§ Directions for this task:
Lay out every line of the records below as a Markdown table with two columns, Row and Line, numbering each row and skipping any blank lines.

[Some records]
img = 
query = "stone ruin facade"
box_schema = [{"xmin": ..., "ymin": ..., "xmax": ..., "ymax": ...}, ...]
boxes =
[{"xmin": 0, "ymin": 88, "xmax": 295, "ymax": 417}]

§ Solution below:
| Row | Line |
|---|---|
| 1 | img =  |
| 2 | query = "stone ruin facade" |
| 3 | box_schema = [{"xmin": ..., "ymin": ..., "xmax": ..., "ymax": ...}, ...] |
| 4 | boxes = |
| 5 | [{"xmin": 0, "ymin": 88, "xmax": 295, "ymax": 417}] |